[GIVEN RECORDS Boundary: Start]
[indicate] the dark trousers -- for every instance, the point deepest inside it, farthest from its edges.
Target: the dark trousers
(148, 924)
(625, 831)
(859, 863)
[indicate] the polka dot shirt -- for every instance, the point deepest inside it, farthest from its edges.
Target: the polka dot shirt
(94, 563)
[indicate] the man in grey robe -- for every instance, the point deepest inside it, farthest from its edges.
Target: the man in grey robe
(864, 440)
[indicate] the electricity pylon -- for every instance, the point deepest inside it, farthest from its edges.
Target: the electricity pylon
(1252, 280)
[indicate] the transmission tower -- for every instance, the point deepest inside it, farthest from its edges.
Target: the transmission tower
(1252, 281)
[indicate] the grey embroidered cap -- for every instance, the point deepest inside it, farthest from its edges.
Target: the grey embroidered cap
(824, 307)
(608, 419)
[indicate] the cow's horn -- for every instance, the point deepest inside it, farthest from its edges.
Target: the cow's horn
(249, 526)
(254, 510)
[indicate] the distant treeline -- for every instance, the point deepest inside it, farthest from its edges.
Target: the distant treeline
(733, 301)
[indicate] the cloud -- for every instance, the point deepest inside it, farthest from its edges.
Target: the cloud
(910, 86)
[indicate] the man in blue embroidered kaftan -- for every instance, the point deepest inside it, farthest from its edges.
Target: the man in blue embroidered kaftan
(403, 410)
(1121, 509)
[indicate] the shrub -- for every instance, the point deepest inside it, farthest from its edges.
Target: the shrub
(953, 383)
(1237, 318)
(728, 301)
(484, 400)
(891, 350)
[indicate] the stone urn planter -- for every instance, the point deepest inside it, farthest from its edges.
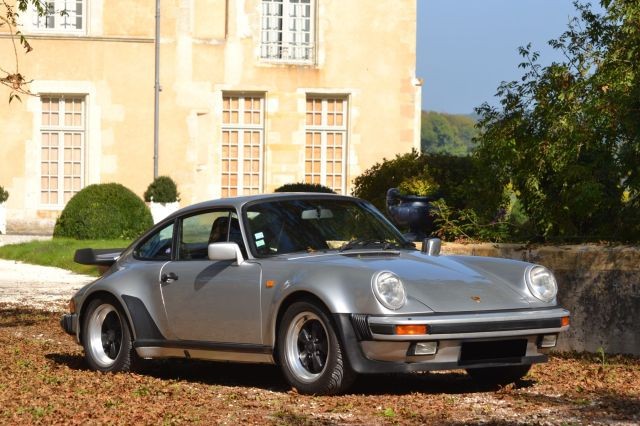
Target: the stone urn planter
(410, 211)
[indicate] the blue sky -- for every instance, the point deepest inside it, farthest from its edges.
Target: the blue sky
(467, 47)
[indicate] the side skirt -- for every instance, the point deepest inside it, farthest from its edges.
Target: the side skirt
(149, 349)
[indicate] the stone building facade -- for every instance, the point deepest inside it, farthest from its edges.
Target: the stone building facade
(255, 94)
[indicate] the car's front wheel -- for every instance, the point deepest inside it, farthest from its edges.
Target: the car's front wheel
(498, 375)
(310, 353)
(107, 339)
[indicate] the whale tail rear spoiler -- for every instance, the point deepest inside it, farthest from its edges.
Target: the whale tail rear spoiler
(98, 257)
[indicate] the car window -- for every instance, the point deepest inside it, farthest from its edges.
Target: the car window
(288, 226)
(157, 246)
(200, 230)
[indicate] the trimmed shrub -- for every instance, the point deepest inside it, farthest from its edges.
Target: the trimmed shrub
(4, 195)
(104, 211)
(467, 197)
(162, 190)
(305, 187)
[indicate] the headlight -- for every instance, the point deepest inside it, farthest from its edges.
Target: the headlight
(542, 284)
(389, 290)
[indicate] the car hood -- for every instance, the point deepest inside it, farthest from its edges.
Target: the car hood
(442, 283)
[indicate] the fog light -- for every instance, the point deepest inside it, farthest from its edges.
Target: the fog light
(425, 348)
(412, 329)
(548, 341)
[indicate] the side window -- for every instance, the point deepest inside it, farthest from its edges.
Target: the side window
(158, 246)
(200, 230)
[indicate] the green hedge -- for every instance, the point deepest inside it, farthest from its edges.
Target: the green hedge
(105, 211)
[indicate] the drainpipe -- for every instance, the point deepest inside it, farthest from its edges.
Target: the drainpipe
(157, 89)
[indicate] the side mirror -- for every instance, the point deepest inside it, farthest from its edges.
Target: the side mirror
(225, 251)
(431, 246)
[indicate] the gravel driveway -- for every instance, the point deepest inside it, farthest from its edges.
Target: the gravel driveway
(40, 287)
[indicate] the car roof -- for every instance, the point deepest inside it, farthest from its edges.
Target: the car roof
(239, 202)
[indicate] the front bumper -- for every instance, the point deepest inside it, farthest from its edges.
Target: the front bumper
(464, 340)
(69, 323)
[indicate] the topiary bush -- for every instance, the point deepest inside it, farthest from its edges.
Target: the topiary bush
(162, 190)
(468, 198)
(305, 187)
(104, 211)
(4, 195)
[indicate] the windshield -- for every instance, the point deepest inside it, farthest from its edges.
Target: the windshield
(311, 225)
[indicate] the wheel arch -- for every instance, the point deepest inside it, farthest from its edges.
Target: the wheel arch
[GIVEN RECORDS Boundary: End]
● **REQUIRED ACTION**:
Output every record above verbatim, excluding images.

● **EXPECTED OUTPUT**:
[indicate] the dark trousers -- for every instance, the point deepest inside it, farthest from its edges.
Target: the dark trousers
(148, 924)
(625, 831)
(859, 863)
[indicate] the polka dot shirt -- for every instance, the point deepest inside it, farthest from its edges.
Target: the polka dot shirt
(94, 563)
[indicate] the man in grey robe -- for every instance, the point deepest inside it, farthest from its edges.
Target: the man in grey robe
(864, 440)
[indicate] the electricity pylon -- for every instance, the point deepest inside it, farthest from its edges.
Target: the electricity pylon
(1252, 280)
[indicate] the transmission tower -- for every instance, the point deepest inside it, farthest from its edges.
Target: the transmission tower
(1252, 281)
[indicate] the grey embroidered cap -- for every instance, the point deepest inside it, farthest from its edges.
Target: the grey embroidered cap
(824, 307)
(608, 419)
[indicate] the cow's horn -- for every instance, the point deepest inside it, farthest from its edges.
Target: the cow's horn
(249, 526)
(254, 510)
[indicate] the distant treeline -- for every instance, the point deepest inside it, farthest from its edges.
Target: the distant treeline
(733, 301)
[indicate] the cloud -- for every instance, the point deepest inside it, farthest from its edges.
Target: the cloud
(910, 86)
[indicate] the man in blue embroidered kaftan -- for every instance, the point deepest inside it, farthest from its edges.
Target: the man in blue embroidered kaftan
(403, 410)
(1121, 509)
[indicate] the shrub -- for every instance, the point deepest inside it, farthest from its edges.
Target: the shrub
(953, 383)
(1237, 318)
(728, 301)
(484, 400)
(891, 350)
[indicate] the stone urn planter -- for every instance, the point deepest inside it, farthest from its edges.
Target: the stone urn planter
(410, 211)
[indicate] the blue sky -- for every instance, the point deepest inside it, farthest from its edges.
Target: the blue sky
(467, 47)
[indicate] the side skirt -- for every instance, the point deepest inside it, farthest from its edges.
Target: the side skirt
(149, 349)
[indicate] the stone building facade -- for every instance, the point deepest inside it, farthest from its edges.
Target: the stone building facade
(255, 94)
[indicate] the car's front wheel -- for every instance, the point deepest inside it, farthest from its edges.
Target: the car's front wheel
(498, 375)
(310, 353)
(107, 339)
[indicate] the whale tail rear spoiler -- for every instance, the point deepest inside it, farthest from its edges.
Target: the whale tail rear spoiler
(98, 257)
[indicate] the car window -- for every instance, the point deepest inside it, farthest from its edges.
Target: the car window
(288, 226)
(157, 246)
(200, 230)
[indicate] the trimmed shrub -- for every instance, the point deepest inside it, farthest from its edges.
Target: the trimmed shrub
(4, 195)
(104, 211)
(467, 197)
(162, 190)
(305, 187)
[indicate] the headlight -- for every instance, the point deepest inside it, farthest from its edges.
Target: the headlight
(542, 284)
(389, 290)
[indicate] the car hood -- for every instance, the point deepest inside it, farthest from its edges.
Target: the car hood
(442, 283)
[indicate] the fog light -- for every instance, the point deepest inside it, farthest from its edges.
Target: the fog light
(425, 348)
(412, 329)
(548, 341)
[indicate] the side window -- for every instance, the point deepest inside it, farthest from its edges.
Target: the side window
(158, 246)
(200, 230)
[indicate] the green hedge -- for every instance, the point deepest inside it, farthest from its edges.
Target: the green hedge
(105, 211)
[indicate] the drainpipe -- for every instance, the point deepest inside it, farthest from its edges.
Target: the drainpipe
(157, 89)
[indicate] the side mirror -- for every instance, the point deepest inside it, farthest from its edges.
Target: the side mirror
(225, 251)
(431, 246)
[indicate] the gravel driveway -- for every instance, the point deepest inside it, farthest from its edges.
Target: the gravel driveway
(40, 287)
[indicate] the car roof -- for every instance, the point deepest inside it, farthest from its edges.
Target: the car roof
(239, 202)
[indicate] the front bumper -- for every instance, the point deepest inside it, farthest from its edges.
Target: the front bumper
(464, 340)
(69, 323)
[indicate] the topiary bush -- for every instance, the point deepest inside it, farthest from its edges.
Target: the topiary bush
(162, 190)
(468, 198)
(305, 187)
(104, 211)
(4, 195)
[indicate] the windshield -- for every instance, the point deepest inside it, farthest from its edges.
Target: the windshield
(311, 225)
[indicate] the wheel arch -- for every instance, the point deepest inside it, farthest from its edges.
Target: the wheel arch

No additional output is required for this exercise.